>> Start Text passage
Having said that, just because I consider something more Pythonic doesn't mean I prefer it. I've worked in a lot of languages over the years and still work in several in addition to Python. I really enjoy Python, but I prefer techniques that are more universal in many cases. For example, I prefer the idiom of looping over a list index to using Python's "enumerate" in most cases, because index looping is a common cross-language idiom and enumerate usually doesn't offer any benefit I value more than universal obviousness.

Other things such as Python's `for item in items` looping style are both VERY Pythonic and much nicer than, say, index looping, so I would almost always prefer such idioms.

The above switch -> function pointerish thing is clear to me from years of C/C++, but it is both less generally applicable across languages than if-elif... and less Pythonic, so I would prefer the if-elif... approach.

Obviously a matter of preferences, but since you asked....

It's strange that you would prefer `for item in items` but not `for i, item in enumerate(items)`. So in that case you'd manually do the `for i in range(len(items))...`?

I sometimes see this in code and think to myself, whoever wrote this needs to learn themselves some idiomatic python :) I don't think there's much point trying to force stuff that makes sense in one language into another language. Play to a languages strengths and all that.

I think you're right about if-elif generally being more powerful than the jump table. Though the jump table is useful in that you can define it in one place and use it in another.

It's still nicer than the

   func = getattr(self, 'do_%s' % thing)
I've seen in some codebases :)

Why? It's just a jump-table. In C, you would use function pointers instead of references to functions.

> There is a solution: parentheses without commas. I don't know why this works, but I'm glad it does.
>> End Text passage
>> Start Dataset entries
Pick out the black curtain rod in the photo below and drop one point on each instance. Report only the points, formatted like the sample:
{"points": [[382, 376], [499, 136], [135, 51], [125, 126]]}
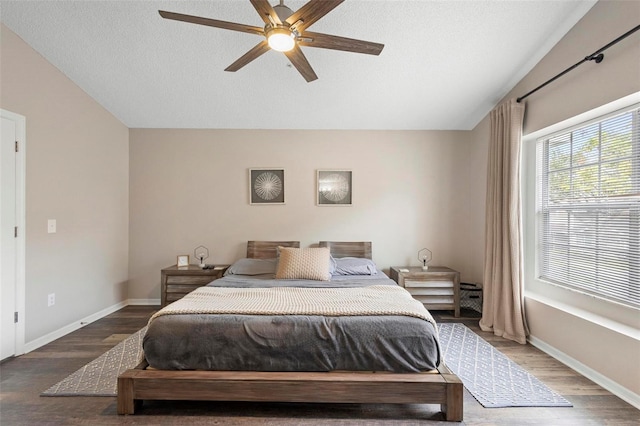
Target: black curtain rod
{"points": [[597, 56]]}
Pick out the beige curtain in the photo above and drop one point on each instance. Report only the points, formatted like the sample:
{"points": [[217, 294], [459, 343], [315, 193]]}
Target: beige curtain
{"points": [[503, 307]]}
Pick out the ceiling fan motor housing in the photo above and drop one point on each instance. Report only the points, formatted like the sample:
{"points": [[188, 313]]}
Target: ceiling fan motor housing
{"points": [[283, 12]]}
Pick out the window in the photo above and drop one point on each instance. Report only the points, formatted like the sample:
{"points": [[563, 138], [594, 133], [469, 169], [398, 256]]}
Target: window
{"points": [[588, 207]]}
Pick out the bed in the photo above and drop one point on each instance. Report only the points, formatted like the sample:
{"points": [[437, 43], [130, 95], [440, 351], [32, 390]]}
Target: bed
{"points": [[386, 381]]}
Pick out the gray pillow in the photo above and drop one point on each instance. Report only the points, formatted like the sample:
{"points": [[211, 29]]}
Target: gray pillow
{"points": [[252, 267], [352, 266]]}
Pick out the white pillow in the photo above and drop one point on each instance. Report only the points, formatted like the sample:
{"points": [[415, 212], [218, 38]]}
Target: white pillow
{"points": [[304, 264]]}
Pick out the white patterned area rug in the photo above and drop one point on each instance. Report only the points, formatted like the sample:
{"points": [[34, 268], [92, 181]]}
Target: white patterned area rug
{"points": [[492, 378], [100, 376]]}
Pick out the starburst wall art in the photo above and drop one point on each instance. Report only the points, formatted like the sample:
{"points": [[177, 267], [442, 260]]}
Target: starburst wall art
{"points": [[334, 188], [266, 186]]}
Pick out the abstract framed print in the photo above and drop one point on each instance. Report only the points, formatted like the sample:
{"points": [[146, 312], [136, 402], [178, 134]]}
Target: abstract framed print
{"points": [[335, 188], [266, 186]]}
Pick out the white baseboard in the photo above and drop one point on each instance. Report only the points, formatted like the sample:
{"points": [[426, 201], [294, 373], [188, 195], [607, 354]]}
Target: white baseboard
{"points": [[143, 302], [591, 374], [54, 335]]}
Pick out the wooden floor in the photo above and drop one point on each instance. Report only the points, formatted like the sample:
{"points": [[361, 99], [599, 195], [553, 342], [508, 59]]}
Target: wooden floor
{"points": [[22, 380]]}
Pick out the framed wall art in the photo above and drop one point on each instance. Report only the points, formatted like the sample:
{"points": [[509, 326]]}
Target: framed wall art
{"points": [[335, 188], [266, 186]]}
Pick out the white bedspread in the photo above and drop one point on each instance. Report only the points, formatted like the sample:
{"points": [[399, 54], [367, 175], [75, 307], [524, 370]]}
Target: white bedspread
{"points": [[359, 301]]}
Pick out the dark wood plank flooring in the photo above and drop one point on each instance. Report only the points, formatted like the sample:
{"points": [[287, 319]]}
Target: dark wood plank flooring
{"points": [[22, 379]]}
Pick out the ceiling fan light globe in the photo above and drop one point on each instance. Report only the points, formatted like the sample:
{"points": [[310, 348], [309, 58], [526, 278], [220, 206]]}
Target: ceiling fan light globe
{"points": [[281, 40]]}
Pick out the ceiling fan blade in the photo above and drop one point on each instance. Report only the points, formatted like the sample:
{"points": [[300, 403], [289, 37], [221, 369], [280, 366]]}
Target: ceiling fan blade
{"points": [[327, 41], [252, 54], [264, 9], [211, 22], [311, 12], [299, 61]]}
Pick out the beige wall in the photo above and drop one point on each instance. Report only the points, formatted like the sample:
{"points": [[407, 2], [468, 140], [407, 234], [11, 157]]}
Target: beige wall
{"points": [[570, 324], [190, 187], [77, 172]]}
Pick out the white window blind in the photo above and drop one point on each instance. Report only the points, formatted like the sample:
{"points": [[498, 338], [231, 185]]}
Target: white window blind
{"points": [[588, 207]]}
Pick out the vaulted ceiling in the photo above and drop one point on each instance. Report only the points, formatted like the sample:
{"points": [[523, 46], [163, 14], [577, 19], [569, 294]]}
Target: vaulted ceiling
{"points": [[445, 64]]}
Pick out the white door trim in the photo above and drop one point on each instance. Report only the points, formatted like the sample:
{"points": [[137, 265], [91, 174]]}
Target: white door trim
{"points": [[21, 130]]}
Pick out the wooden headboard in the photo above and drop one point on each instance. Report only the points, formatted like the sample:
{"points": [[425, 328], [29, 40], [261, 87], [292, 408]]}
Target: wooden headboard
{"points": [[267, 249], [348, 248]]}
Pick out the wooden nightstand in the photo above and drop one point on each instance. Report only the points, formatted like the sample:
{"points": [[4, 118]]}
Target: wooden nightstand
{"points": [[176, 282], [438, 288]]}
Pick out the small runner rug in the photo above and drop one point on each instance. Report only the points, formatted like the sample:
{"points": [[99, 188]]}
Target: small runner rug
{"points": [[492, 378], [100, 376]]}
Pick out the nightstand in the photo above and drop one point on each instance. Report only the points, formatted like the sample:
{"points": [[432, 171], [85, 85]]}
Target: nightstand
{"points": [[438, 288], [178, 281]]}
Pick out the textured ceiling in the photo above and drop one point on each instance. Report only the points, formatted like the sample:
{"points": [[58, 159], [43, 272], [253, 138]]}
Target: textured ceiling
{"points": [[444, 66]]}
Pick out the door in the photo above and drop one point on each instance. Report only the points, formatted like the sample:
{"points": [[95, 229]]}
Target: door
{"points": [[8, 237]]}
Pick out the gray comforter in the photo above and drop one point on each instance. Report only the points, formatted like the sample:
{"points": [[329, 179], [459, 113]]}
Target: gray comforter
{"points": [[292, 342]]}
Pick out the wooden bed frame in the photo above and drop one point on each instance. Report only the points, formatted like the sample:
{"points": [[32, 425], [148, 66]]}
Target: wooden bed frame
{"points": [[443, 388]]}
>> End Dataset entries
>> Start Dataset entries
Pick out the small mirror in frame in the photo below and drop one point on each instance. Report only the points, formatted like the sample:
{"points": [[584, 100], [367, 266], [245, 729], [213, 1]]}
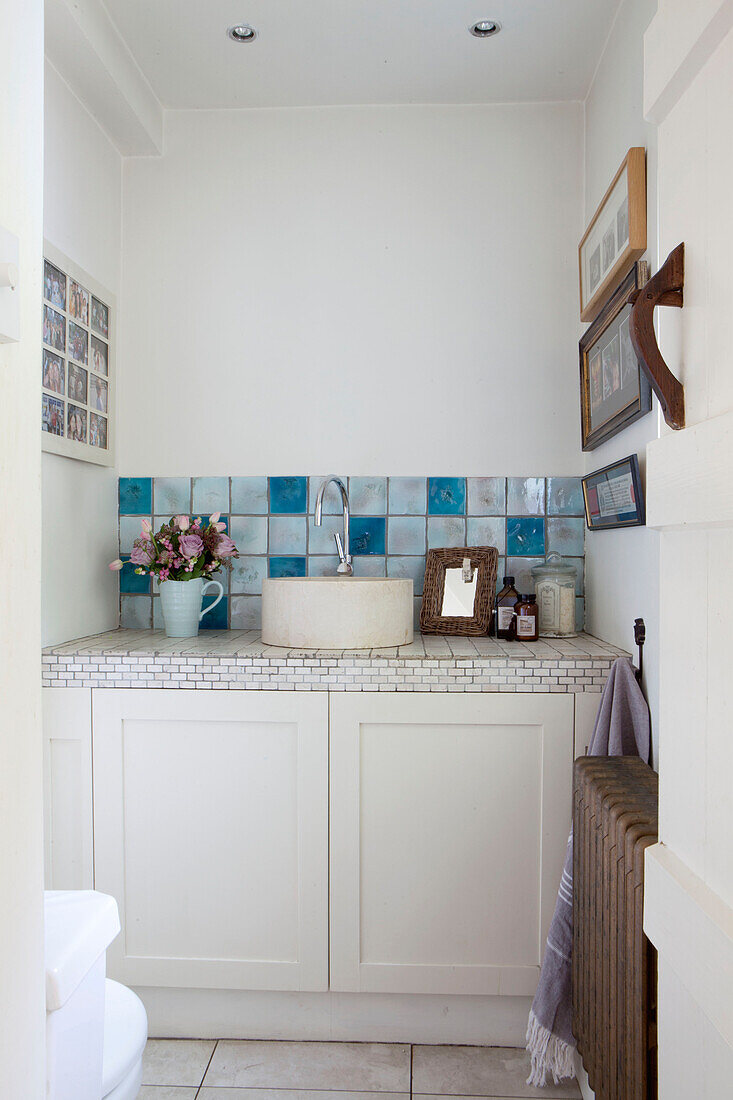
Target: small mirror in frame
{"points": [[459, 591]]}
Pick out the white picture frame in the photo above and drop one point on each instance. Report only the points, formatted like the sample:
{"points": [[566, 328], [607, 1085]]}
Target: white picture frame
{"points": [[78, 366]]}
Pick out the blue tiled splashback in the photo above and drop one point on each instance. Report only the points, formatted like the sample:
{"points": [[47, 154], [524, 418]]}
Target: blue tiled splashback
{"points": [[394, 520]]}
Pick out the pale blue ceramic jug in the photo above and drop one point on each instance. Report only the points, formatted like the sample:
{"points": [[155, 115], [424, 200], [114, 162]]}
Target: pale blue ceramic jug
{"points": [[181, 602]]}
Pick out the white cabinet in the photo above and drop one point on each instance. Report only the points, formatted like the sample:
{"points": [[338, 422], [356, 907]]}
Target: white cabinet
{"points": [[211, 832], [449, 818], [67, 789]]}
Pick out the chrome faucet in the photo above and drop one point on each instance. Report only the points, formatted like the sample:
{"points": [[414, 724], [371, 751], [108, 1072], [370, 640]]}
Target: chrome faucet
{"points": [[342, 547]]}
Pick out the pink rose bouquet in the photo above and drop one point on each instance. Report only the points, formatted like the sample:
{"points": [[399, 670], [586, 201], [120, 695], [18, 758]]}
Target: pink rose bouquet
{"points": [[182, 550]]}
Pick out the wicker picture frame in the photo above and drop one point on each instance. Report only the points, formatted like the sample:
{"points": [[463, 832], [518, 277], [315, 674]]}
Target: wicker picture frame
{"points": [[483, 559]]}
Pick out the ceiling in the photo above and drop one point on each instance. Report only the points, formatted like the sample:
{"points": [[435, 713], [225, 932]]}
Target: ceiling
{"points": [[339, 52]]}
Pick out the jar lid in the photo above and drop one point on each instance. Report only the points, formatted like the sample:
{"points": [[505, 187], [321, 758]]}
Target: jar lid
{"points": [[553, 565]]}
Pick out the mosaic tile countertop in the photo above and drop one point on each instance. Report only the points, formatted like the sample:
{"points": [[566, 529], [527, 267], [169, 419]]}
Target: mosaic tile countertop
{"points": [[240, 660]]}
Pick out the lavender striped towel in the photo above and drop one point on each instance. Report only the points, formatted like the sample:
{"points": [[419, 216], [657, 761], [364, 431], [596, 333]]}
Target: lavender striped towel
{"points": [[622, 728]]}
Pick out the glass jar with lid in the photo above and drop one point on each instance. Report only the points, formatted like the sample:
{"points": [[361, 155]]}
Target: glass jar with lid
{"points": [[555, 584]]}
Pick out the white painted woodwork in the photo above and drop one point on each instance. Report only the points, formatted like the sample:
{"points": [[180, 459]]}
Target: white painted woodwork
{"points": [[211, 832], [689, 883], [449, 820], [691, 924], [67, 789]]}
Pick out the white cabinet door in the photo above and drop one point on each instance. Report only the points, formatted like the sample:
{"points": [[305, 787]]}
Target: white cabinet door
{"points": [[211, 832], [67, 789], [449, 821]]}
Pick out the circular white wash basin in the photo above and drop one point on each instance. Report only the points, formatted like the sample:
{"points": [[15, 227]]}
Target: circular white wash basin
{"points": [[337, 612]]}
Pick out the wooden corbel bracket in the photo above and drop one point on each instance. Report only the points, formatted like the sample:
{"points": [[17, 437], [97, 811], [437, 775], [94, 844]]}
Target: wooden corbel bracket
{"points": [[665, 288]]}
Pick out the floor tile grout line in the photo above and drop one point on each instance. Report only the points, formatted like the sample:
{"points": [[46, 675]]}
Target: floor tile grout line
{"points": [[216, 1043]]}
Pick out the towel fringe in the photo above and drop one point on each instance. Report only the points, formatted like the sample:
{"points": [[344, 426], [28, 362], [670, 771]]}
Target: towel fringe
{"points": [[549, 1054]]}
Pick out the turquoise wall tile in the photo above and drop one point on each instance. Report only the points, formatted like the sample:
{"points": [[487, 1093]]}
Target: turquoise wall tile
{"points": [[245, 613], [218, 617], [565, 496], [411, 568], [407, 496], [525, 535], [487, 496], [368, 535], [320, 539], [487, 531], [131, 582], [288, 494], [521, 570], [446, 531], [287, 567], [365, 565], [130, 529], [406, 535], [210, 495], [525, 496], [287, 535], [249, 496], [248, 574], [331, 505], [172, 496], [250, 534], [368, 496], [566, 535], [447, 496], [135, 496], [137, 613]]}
>> End Dataset entries
Set task 1 » List each distinct code fragment set off in backticks in the forum thread on Python idioms.
Set task 2 » Continue the forum thread on Python idioms after its final quoted line.

Exercise output 1 »
`for item in items`
`for i, item in enumerate(items)`
`for i in range(len(items))...`

Exercise output 2 »
It's worth mentioning that this is a somewhat controversial practice. Guido has even discussed removing C-style string literal concatenation:


You may wish to consult your project's style guide and linter settings before using it.

I personally don't like this style of using multiple strings. Makes radical changes of the text cumbersome.

I think in most cases it's better to use triple quotes. And if the content of these variables isn't exclusively shown in the shell, you should use translation files anyway.

    $ cat triple.py
    def foo():
        print """this is a triple quoted string
                 this is a continuation of a triple quoted string"""

    if __name__ == '__main__':
    $ python triple.py
    this is a triple quoted string
                     this is a continuation of a triple quoted string
This is really warty. In bash you can mostly get around this with <<- for here documents (which removes leading indentation, so even if you're defining a here doc at a place that itself is indented, you don't have to align the text to the left column yourself). The man page in my version suggests it only works for leading tabs, not spaces, though.


    $ function usage() {
            cat <<-END
                    this is a here document that
                    spans multiple lines and is indented
    $ usage
    this is a here document that
    spans multiple lines and is indented

I don't have an opinion positive or negative on it, but since many other design decisions have already been mentioned, here is Haskell's design decision for multi-line string literals. It allows "tidy indenting", but like the first design decision, interacts badly with "reflowing / reformatting / filling".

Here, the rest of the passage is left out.